§ **EXERCISE OBJECTIVE**: Rewrite the passage on mammography from "According to recent" through "their scheduled screening.", substituting "National Health Service" for "NHS".

§ **SELECTED PASSAGE**:
According to recent statistics released by the NHS, only 70% of women who were entitled to a routine mammogram last year actually turned up to their scheduled screening.
That means close to a third of all women in the UK aged between 47 and 73 – somewhere in the region of 90,000 – are likely to be at risk of unknowingly living with breast cancer, not because they failed to show up for a mammogram appointment, but because they haven’t made arrangements to have alternative screening.
I’m a big critic of mammography for all sorts of reasons, not least because it’s been proven to lack effectiveness, often results in false positive or false negative diagnoses and has been shown to risk triggering cell mutation that results in an avoidable cancer diagnosis.
But it has other drawbacks, too.
Even if it were 100% accurate it would only ever be able to confirm you have or don’t have breast cancer at that particular moment. At roughly 65% accuracy – which is what mammography currently delivers – it can’t even do that.
It’s also a very unpleasant and often very painful experience. The breast tissue is crushed under heavy metal plates (this is the physical trauma that research shows can initiate the cell mutation I mentioned earlier).
Mammography also puts women at risk through irradiation. Research from the world-renowned Cochrane Institute showed that for every death mammography prevents, it puts 10 women at unnecessary risk.

Data items:
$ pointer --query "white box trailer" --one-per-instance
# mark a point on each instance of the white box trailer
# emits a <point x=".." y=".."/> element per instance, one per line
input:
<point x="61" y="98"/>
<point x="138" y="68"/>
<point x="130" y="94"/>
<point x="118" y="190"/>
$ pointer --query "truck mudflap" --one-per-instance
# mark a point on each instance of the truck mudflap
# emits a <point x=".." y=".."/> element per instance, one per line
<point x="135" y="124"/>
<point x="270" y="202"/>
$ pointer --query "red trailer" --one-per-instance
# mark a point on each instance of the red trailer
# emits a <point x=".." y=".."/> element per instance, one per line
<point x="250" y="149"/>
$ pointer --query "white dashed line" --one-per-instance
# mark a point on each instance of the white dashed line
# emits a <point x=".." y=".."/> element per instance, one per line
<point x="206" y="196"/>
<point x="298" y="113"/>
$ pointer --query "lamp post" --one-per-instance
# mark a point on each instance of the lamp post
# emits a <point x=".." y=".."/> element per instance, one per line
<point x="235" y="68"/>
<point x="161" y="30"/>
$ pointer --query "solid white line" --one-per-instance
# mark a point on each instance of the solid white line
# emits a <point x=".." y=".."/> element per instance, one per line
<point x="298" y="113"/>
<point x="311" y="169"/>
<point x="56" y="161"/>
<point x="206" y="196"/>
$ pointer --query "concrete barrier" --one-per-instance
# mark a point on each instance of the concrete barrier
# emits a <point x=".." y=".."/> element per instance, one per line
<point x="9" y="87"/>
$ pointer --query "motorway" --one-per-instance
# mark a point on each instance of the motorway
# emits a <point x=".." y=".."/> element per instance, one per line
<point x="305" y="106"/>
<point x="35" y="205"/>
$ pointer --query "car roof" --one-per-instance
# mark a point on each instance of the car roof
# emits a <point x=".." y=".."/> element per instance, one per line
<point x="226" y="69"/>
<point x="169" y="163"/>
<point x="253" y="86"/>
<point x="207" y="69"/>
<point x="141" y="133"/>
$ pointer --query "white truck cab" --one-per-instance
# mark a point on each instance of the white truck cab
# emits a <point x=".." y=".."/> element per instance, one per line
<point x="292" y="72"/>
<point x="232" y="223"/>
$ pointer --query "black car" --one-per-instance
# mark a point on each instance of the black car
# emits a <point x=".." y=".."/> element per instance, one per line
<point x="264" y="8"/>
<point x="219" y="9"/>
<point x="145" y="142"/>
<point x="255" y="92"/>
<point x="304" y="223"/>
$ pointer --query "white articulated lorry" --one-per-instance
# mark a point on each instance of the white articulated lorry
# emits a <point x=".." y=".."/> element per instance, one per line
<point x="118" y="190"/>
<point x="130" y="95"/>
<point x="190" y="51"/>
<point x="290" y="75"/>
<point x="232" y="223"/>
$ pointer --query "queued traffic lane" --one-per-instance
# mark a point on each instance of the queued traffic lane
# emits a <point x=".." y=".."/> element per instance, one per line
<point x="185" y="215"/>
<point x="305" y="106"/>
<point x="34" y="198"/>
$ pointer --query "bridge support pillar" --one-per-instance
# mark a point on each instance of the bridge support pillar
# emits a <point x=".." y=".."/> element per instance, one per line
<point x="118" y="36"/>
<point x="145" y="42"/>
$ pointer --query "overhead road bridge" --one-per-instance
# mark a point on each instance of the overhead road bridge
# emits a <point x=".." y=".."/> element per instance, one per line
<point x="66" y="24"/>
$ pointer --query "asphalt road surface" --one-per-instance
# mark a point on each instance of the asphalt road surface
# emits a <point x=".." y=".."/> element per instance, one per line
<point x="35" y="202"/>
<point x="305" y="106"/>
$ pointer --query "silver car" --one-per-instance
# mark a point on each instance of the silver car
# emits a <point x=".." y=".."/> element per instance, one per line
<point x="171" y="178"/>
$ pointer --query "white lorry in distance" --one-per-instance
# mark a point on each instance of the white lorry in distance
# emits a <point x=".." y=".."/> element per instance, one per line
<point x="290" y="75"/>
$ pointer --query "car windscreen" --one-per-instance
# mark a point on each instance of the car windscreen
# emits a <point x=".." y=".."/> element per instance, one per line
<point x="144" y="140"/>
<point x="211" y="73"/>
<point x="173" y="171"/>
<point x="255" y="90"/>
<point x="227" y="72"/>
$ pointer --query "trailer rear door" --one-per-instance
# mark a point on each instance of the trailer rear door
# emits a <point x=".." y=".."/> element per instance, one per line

§ **REPLY TO THE EXERCISE**:
According to recent statistics released by the National Health Service, only 70% of women who were entitled to a routine mammogram last year actually turned up to their scheduled screening.